[Data extracted from a collection]
┄┄┄┄┄┄
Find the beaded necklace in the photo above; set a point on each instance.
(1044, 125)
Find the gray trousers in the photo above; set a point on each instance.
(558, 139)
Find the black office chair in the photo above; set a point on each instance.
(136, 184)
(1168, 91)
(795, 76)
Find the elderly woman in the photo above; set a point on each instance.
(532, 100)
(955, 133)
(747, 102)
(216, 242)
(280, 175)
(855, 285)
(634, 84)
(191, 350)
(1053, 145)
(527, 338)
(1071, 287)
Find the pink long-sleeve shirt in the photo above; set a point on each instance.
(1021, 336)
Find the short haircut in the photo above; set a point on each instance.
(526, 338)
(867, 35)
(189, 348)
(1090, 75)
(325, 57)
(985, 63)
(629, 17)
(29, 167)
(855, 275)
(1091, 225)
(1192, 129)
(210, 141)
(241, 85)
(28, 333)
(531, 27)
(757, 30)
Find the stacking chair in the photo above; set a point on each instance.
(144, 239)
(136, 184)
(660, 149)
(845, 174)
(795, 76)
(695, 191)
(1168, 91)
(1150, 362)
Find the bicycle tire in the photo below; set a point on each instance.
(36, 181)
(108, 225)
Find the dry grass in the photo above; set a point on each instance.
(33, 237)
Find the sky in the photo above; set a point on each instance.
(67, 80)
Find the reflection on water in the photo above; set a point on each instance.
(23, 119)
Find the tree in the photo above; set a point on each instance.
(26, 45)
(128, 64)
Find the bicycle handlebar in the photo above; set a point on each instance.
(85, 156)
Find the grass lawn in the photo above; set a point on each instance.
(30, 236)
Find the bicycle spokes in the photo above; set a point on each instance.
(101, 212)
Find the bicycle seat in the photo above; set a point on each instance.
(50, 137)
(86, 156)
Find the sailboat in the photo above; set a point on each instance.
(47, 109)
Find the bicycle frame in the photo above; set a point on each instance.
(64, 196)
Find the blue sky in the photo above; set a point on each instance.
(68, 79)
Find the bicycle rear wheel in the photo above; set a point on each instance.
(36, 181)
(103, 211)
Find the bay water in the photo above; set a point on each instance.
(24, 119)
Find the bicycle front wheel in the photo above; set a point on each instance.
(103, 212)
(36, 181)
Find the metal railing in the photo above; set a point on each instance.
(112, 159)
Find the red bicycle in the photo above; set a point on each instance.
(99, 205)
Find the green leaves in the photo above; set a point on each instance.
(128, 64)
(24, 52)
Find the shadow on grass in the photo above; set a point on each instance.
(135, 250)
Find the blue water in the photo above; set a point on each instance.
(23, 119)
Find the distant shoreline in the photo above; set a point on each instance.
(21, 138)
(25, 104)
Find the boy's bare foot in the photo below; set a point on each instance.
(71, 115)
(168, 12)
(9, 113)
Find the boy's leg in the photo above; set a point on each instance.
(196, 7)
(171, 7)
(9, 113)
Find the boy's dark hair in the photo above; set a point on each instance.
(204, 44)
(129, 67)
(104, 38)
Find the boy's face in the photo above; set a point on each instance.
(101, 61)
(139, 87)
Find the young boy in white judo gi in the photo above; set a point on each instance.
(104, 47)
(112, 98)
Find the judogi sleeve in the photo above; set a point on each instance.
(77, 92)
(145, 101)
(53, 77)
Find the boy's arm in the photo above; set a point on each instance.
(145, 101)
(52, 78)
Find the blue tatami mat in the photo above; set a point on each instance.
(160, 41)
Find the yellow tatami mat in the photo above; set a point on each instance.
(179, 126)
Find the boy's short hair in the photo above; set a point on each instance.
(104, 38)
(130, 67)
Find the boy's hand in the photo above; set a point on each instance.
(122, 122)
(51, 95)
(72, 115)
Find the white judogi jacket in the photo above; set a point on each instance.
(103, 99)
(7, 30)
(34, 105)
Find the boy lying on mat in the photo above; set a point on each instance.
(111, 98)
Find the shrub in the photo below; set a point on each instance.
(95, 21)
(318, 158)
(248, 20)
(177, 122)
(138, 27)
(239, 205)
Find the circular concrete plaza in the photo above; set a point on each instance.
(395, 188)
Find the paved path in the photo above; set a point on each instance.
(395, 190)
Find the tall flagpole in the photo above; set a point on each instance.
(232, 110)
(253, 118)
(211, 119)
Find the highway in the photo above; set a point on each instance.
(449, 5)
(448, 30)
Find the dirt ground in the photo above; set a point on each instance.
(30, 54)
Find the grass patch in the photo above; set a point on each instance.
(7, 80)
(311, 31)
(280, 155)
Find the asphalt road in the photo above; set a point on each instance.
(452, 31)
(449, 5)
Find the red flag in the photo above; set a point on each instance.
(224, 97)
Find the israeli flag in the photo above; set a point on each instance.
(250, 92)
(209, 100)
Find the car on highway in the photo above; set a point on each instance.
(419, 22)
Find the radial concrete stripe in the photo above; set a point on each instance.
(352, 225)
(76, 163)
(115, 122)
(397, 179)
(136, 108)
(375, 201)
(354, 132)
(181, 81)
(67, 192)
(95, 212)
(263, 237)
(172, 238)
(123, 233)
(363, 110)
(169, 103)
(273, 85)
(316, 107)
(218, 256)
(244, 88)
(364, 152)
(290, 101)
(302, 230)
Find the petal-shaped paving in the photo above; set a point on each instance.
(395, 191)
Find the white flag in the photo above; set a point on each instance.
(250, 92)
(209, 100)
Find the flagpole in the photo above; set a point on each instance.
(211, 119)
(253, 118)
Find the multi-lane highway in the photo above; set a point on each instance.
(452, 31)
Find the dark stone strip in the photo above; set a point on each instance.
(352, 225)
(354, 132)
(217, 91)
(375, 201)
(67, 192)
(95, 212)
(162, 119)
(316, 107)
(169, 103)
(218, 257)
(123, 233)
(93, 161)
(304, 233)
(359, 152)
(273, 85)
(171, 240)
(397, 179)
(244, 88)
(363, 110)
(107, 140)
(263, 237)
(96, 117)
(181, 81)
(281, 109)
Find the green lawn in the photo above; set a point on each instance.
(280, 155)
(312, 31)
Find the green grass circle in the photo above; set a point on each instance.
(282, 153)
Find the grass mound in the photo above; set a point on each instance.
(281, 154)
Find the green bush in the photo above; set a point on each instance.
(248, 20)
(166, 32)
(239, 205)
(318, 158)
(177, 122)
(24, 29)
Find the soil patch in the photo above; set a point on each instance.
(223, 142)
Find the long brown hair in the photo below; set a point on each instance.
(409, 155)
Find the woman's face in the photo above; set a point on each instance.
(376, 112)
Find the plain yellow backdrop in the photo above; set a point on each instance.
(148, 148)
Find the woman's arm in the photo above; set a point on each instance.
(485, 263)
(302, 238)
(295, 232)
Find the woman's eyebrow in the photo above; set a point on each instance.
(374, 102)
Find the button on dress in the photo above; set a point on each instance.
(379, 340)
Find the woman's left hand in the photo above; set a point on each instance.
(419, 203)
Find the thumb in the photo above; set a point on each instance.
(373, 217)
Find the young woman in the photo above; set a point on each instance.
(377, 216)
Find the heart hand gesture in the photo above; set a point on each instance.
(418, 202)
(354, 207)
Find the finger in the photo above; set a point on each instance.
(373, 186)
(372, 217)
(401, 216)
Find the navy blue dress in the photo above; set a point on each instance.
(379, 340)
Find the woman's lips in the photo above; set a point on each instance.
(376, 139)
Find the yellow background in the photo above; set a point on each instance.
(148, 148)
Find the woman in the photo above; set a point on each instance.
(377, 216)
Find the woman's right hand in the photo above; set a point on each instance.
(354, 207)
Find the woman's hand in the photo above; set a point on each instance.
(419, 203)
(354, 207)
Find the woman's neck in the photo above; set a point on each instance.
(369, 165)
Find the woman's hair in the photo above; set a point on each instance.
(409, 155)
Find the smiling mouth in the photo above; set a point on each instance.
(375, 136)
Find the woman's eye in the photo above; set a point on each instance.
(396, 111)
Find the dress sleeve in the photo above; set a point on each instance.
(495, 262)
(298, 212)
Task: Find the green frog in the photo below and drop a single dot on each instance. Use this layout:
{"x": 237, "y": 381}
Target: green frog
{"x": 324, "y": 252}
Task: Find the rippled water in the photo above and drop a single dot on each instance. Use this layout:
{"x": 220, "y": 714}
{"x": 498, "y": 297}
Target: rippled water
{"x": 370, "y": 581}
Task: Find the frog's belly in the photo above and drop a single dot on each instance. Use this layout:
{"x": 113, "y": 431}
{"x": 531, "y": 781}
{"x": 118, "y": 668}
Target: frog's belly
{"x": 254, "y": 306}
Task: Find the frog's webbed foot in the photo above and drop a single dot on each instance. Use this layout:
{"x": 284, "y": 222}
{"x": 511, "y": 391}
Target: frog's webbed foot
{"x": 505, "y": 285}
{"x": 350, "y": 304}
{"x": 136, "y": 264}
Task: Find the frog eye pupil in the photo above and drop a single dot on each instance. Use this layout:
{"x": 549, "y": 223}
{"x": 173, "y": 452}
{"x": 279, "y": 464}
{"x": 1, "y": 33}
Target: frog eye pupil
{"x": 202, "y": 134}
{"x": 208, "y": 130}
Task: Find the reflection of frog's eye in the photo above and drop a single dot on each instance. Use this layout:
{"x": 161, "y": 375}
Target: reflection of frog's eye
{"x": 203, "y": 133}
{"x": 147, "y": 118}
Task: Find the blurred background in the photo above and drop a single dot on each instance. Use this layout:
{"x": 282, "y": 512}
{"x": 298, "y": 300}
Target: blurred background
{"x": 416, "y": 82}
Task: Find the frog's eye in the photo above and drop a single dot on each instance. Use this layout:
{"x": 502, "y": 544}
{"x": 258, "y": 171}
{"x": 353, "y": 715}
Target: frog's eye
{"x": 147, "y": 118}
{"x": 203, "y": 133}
┄┄┄┄┄┄
**WHAT NEEDS TO BE DONE:** Search the entries for the word "this" and copy every line that holds it.

**PROBLEM SOLUTION:**
Task: Find the green frog in the photo below and drop a single dot on each instance. Use this layout:
Task: Find the rippled water in the photo above and drop a single dot on each instance. Use this layout:
Task: Find the frog's belly in the photo above and drop a single dot on each instance. Use this layout:
Task: Find the frog's webbed foot in the photo above and drop a single dot on each instance. Use this layout:
Task: Find the frog eye pupil in the photo above and drop a single dot on each instance. Use this layout:
Task: Find the reflection of frog's eye in the photo above and drop a single dot on each instance. Use this layout:
Task: Find the blurred background in the photo above and drop a single dot on each instance. Use this layout:
Task: Find the frog's eye in the photo above and drop a single dot on each instance. Use this layout:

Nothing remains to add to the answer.